● Page excerpt
╭──
I know a few people here have mentioned cauliflower mash too, as a low carb alternative to potatoes


----------



## lucy123 (Dec 30, 2010)

Oh might try that too then - jsut trying different things.


----------



## fruitloaf (Dec 30, 2010)

swede and carrot mash is delicious (not sure what the carb content is though) I make it with butter and garlic.


----------



## lucy123 (Jan 1, 2011)

Hi All 
I am reporting back that the celeriac mash was delicious! I shall definitely be making it again. Was very easy! The hardest bit though is initially cutting into the celeriac and then peeling, so if anyone has any tips on correct way to cut and chop a celeriac, I would really appreciate it!


----------



## SacredHeart (Jan 2, 2011)

Glad you enjoyed it! I actually had potato and celeriac mash at a wedding last week. Possibly to do with the fact it was rather lumpy and lukewarm, but it really wasn't for me at all!
╰──
● Bounding-box records
╭──
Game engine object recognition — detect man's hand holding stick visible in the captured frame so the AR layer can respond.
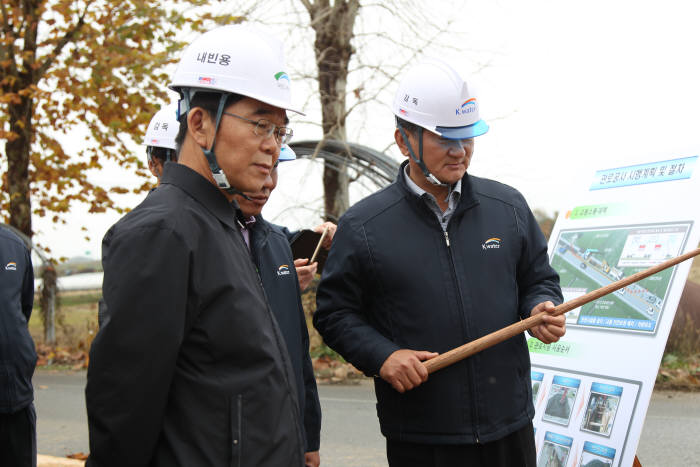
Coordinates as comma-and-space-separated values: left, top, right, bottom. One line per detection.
423, 248, 700, 373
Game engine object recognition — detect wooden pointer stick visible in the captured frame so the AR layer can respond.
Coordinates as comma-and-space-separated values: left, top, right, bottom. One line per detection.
309, 226, 328, 264
423, 248, 700, 373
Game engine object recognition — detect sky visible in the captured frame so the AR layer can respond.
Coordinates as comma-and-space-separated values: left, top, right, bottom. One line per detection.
27, 0, 700, 258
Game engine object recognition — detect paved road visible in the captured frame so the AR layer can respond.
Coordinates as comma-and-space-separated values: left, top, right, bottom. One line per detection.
34, 370, 700, 467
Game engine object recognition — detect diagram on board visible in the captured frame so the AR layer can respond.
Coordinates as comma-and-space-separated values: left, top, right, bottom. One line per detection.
551, 222, 692, 333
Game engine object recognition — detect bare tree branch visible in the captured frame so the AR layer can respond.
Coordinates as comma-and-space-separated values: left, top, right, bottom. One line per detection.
34, 0, 94, 80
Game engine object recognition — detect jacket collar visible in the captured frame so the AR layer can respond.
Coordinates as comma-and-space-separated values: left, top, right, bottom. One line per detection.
160, 162, 241, 229
395, 160, 479, 214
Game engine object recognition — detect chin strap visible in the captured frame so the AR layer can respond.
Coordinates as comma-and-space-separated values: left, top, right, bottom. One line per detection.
178, 89, 250, 201
396, 120, 449, 186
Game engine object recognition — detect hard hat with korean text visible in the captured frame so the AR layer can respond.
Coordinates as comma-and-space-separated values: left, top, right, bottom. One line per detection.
169, 24, 302, 114
143, 103, 180, 149
392, 58, 489, 139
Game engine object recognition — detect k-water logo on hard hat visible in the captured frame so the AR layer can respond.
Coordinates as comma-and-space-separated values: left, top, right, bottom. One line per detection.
455, 97, 476, 115
481, 237, 501, 250
275, 71, 290, 89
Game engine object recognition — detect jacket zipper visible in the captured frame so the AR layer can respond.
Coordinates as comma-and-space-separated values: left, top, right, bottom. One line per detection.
441, 228, 479, 444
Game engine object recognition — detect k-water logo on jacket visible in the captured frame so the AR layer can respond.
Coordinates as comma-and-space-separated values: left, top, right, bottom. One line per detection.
481, 237, 501, 250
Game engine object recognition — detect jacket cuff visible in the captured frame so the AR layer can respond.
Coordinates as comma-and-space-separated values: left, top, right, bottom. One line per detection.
363, 341, 401, 377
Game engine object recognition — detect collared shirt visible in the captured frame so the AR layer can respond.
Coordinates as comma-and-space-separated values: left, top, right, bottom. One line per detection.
403, 165, 462, 230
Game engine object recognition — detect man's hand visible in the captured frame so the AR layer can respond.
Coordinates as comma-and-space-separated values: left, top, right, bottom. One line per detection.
304, 451, 321, 467
379, 349, 438, 393
313, 221, 338, 250
294, 258, 318, 292
530, 301, 566, 344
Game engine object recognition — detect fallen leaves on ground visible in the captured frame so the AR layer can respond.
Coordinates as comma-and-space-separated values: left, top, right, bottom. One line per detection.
36, 344, 88, 370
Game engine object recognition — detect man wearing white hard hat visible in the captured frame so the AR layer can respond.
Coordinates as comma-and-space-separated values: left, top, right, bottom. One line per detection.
86, 25, 304, 467
314, 56, 564, 467
143, 104, 180, 182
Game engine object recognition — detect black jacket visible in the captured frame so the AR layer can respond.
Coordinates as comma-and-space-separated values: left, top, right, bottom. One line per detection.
314, 164, 562, 444
250, 216, 321, 452
0, 227, 36, 413
86, 163, 303, 467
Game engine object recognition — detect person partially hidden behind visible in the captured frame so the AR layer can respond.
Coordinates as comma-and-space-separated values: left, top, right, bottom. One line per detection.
0, 227, 36, 467
236, 146, 321, 467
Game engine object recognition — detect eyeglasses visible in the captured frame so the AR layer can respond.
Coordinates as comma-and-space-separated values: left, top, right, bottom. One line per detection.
224, 112, 294, 145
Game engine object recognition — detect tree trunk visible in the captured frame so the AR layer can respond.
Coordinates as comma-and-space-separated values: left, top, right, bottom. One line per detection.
303, 0, 360, 222
5, 96, 33, 238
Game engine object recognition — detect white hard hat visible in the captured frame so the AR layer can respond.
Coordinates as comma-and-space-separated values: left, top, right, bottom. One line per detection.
169, 24, 303, 115
143, 103, 180, 149
278, 144, 297, 162
393, 58, 489, 139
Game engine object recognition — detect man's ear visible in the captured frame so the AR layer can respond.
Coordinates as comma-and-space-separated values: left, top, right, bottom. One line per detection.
394, 128, 411, 157
148, 159, 160, 178
187, 107, 214, 149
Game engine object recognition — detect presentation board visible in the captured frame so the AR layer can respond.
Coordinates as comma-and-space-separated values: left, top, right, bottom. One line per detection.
528, 156, 700, 467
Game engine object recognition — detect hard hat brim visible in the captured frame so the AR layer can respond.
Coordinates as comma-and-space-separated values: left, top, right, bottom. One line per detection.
279, 144, 297, 162
435, 120, 489, 139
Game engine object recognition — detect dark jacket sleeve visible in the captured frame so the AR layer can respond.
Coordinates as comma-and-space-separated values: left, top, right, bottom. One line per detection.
516, 196, 564, 319
22, 248, 34, 323
271, 224, 299, 245
85, 227, 189, 467
314, 216, 399, 376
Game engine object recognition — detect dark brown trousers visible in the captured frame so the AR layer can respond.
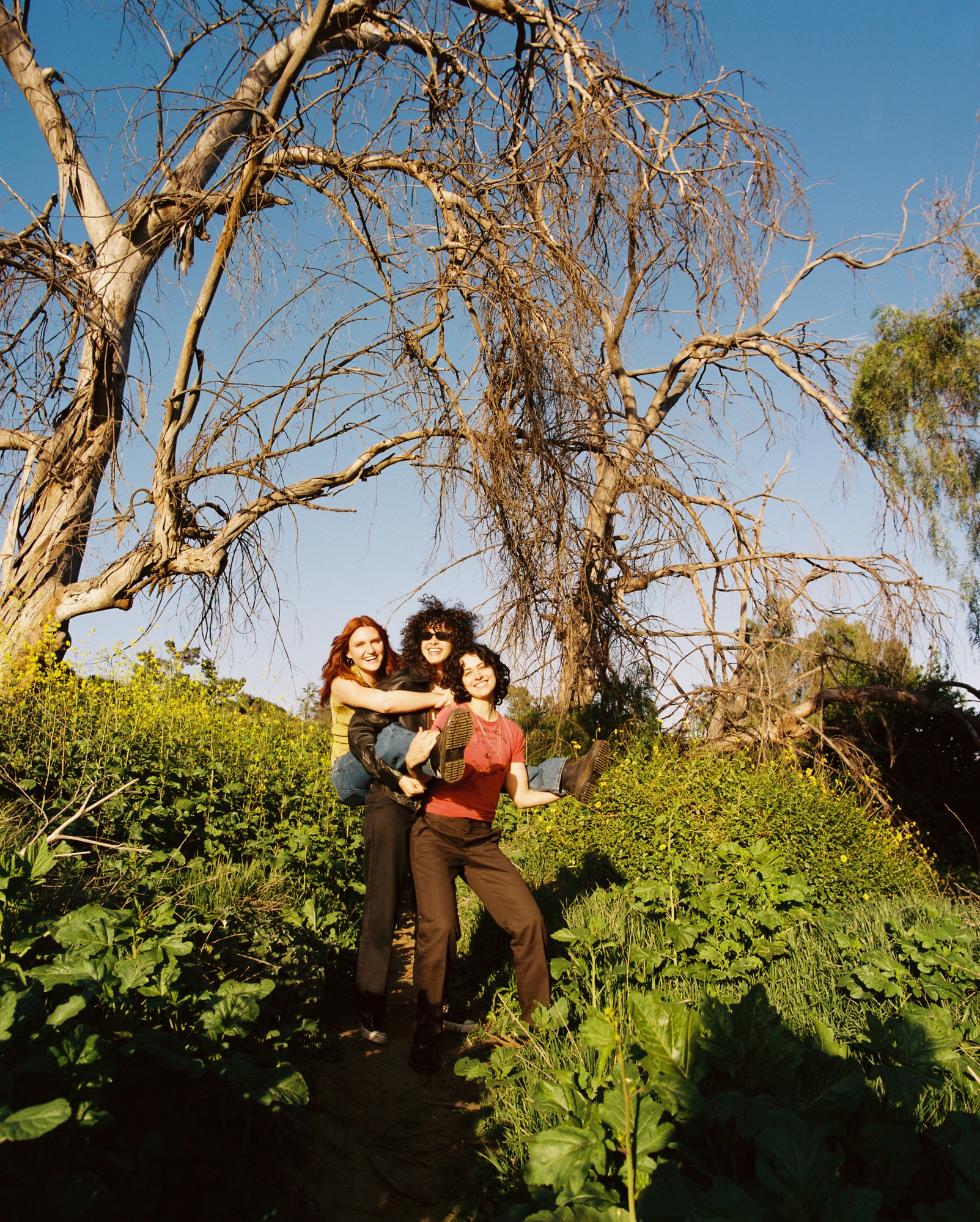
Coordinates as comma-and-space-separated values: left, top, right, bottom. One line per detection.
╰──
● Given exercise 1
Multiply every box coordinate by 2.3 in the bounding-box entries from the line with "Game engine object recognition — detect hard hat brim" up to and including the line with "314, 216, 399, 376", rounding to whole numbers with halves going up. Write out all of those lines again, leaving the other wording as it is.
● Given exercise 2
Carry on the forum thread about vegetable mash, starting after its final sentence.
These entries are unrelated to the forum thread about vegetable mash.

● Written answer 1
Game engine object recognition — detect hard hat brim visible in the captured frame so the AR layer can respond.
Coordinates as comma-and-space-separated values: left, top, right, bottom. One line per detection.
642, 331, 683, 373
1001, 276, 1125, 320
Game engine object recognition — detect dark jacket sleeve visible in the captured frame so the AR layer can respond.
Coordinates as comma-and-space-separated values: left, top, right, bottom. One line per detection.
1187, 451, 1297, 734
51, 570, 78, 743
623, 515, 688, 564
196, 522, 435, 1074
722, 497, 918, 865

● Written answer 2
----------



## lucy123 (Jan 2, 2011)

SacredHeart said:


> Glad you enjoyed it! I actually had potato and celeriac mash at a wedding last week. Possibly to do with the fact it was rather lumpy and lukewarm, but it really wasn't for me at all!



Hi. This was actually just celeriac mashed with mustard and a dash of milk, no potato. I didn't like the smell whilst chopping as very celery like, but really nice piping hot when mashed. My hubby has a fear of lumps in mash potato!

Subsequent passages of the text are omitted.